» **What is needed**: Which lines in the records contain the string "wooden"? Find each of them, with case counting, and copy every such line in full.

» **Dataset excerpts**:
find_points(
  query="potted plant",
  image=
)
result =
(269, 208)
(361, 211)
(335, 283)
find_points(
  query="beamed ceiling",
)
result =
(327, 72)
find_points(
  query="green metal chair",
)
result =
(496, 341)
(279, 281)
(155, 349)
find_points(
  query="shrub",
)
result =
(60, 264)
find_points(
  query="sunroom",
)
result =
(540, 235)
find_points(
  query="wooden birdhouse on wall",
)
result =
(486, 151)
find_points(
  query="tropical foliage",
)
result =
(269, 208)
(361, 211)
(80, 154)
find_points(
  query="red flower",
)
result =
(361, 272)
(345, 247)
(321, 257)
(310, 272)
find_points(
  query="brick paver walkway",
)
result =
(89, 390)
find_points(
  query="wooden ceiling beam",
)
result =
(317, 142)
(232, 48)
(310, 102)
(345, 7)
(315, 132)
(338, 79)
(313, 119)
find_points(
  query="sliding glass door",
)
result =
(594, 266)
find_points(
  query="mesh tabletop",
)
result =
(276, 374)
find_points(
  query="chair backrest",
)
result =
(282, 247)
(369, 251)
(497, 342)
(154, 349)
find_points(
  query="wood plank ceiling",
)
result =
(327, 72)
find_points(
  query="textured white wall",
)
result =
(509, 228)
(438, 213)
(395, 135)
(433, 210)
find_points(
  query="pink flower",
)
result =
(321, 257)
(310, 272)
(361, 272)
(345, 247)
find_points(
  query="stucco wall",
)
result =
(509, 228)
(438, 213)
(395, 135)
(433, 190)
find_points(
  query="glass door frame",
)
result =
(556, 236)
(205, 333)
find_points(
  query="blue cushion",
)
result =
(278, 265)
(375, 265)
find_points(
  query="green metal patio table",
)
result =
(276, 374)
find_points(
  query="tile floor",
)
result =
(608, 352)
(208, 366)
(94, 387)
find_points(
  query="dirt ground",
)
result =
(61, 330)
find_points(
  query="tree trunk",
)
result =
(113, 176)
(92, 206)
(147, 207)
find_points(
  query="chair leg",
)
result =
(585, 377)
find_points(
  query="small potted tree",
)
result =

==

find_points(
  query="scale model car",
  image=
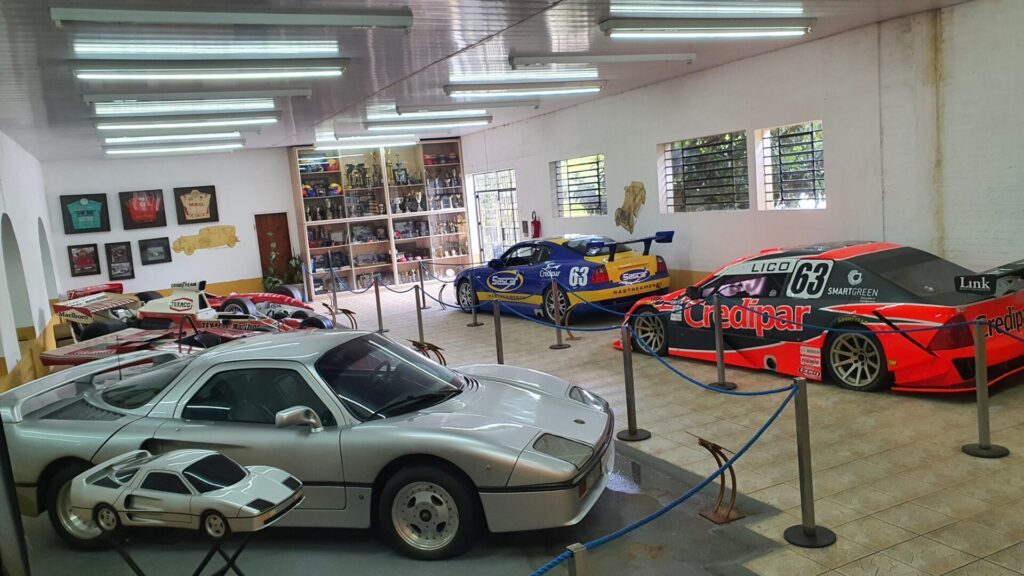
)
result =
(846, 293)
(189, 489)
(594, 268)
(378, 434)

* * *

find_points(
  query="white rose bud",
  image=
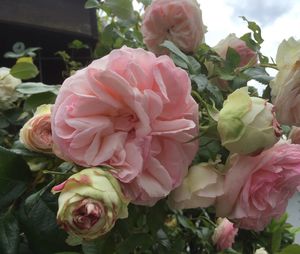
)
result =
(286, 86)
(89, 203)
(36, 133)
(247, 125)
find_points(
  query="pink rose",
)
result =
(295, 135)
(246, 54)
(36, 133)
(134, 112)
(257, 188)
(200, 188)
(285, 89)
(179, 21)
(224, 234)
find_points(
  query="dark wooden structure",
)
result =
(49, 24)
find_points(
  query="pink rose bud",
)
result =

» **Problem solution**:
  query="wooden birdhouse on wall",
  query="wooden ceiling beam",
  query="dark wooden structure",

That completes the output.